=== Texte fourni ===
Les Notaires tiendront leurs minutes à la disposition des vérificateurs ou employés de l’Enregistrement qui auront le droit d’y rechercher les extraits d’actes de l’État Civil déposés pour minutes ou annexés à d’autres actes antérieurement à la présente loi. Une copie certifiée des des extraits signalés par ces employés, ou réclamés par la Commission, sera délivrée sur papier libre et sans honoraires par le Notaire, et remise au dépôt central où elle restera.

Article 13

Un recensement sera fait à Paris par les soins des Maires de chacun des vingt arrondissements, à l’effet de recueillir dans chaque famille, en ce qui la concerne, la déclaration des naissances, mariages ou décès, dont les actes ont été détruits, avec l’indication des pièces qui peuvent aider à les refaire, ou des registres, tels que ceux des paroisses qui en ont gardé la mention. À la suite de ce recensement, les chefs de famille ou toutes autres personnes pourront être appelés, et, dans certains cas, devront se rendre devant la Commission pour compléter leur déclaration et produire les pièces à l’appui.

=== Données ===
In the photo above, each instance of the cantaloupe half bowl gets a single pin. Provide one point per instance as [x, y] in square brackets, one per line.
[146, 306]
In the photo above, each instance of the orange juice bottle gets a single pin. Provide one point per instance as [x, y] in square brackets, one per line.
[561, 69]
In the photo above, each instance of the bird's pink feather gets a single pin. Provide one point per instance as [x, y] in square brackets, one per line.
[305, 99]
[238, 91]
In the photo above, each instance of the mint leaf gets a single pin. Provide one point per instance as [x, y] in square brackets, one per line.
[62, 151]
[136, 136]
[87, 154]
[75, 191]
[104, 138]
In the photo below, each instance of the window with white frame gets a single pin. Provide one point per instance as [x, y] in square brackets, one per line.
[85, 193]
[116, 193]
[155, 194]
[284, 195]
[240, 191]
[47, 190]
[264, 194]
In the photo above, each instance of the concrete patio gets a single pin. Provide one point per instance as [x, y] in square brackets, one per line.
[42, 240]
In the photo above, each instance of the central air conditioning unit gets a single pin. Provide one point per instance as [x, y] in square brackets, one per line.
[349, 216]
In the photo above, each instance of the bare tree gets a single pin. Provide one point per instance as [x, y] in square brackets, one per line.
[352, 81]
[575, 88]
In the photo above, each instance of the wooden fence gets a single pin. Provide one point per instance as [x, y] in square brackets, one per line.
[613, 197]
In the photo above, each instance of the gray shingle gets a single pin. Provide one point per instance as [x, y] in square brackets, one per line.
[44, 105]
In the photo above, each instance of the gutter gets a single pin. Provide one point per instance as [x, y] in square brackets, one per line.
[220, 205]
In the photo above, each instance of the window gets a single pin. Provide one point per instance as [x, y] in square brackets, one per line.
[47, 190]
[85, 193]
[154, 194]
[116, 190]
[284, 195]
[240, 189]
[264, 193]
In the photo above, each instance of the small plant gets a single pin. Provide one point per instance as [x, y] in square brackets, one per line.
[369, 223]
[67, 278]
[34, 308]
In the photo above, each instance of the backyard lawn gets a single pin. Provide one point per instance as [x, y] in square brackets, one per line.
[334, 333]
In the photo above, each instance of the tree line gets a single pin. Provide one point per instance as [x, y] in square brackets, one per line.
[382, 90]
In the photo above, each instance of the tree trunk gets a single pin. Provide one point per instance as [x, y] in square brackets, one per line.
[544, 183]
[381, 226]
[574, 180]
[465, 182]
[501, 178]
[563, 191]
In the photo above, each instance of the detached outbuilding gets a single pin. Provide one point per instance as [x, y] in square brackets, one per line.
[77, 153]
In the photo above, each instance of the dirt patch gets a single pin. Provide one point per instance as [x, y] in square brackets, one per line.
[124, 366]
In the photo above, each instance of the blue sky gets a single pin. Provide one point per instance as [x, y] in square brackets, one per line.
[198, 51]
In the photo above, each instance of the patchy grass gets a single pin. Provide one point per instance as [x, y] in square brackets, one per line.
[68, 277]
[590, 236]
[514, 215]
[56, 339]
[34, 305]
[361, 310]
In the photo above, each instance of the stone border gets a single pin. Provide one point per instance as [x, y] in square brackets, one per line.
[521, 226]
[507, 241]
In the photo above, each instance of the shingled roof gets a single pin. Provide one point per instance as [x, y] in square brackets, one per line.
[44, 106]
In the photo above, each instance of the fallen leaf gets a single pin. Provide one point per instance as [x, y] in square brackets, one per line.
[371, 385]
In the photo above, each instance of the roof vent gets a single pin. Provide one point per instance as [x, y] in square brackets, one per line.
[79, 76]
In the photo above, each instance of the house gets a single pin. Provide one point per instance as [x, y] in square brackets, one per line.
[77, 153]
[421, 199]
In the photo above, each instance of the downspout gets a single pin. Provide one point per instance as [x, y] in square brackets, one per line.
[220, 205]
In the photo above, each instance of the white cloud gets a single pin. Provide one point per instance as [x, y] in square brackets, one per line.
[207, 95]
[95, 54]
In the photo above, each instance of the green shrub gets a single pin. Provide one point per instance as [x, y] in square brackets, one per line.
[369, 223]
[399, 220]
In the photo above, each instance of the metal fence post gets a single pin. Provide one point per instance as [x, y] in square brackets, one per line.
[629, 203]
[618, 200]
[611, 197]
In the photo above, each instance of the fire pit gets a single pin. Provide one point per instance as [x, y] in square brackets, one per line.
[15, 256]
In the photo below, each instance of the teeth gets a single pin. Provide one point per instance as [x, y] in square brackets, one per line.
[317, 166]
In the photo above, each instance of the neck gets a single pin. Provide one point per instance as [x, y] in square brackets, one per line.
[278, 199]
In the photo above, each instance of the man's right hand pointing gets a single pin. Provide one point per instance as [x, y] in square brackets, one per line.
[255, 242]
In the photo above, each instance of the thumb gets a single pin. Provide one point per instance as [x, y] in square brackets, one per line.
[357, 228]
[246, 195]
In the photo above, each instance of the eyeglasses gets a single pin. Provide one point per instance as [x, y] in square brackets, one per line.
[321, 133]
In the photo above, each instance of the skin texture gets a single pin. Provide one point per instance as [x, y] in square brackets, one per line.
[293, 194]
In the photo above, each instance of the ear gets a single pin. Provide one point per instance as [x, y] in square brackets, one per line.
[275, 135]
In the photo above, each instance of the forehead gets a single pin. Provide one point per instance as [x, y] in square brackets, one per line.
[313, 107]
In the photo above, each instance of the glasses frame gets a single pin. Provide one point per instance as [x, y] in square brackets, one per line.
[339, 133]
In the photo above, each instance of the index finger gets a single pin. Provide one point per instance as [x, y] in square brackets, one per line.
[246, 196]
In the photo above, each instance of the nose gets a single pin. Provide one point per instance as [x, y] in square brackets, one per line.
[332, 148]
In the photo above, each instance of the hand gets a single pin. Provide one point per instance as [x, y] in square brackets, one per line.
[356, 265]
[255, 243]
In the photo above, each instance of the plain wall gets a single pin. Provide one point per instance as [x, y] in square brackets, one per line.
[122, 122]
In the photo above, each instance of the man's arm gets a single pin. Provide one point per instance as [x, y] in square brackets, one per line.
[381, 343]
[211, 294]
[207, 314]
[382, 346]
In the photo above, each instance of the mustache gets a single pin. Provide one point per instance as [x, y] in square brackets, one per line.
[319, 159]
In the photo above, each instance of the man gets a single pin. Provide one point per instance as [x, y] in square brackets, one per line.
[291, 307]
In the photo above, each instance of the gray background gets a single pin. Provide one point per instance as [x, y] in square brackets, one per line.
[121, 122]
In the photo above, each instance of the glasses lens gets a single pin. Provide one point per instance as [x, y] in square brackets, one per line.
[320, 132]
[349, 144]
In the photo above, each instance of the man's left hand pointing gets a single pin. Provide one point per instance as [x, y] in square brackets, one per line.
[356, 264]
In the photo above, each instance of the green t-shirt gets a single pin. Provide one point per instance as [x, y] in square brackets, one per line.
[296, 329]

=== Exercices ===
[A] Dans le texte fourni, relevez toutes les catégories d'actes dont le recensement parisien doit recueillir la déclaration auprès de chaque famille.
[B] Mettez en forme, s'il vous plaît, sous forme de liste JSON de chaînes, une par ligne, sans les lignes vides, les lignes des entrées allant de la ligne contenant « In the photo above, each instance of the glasses lens » jusqu'à la fin des entrées.

=== Résultats finaux ===
[A]
- naissances
- mariages
- décès

[B]
[
  "In the photo above, each instance of the glasses lens gets a single pin. Provide one point per instance as [x, y] in square brackets, one per line.",
  "[320, 132]",
  "[349, 144]",
  "In the photo above, each instance of the man's left hand pointing gets a single pin. Provide one point per instance as [x, y] in square brackets, one per line.",
  "[356, 264]",
  "In the photo above, each instance of the green t-shirt gets a single pin. Provide one point per instance as [x, y] in square brackets, one per line.",
  "[296, 329]"
]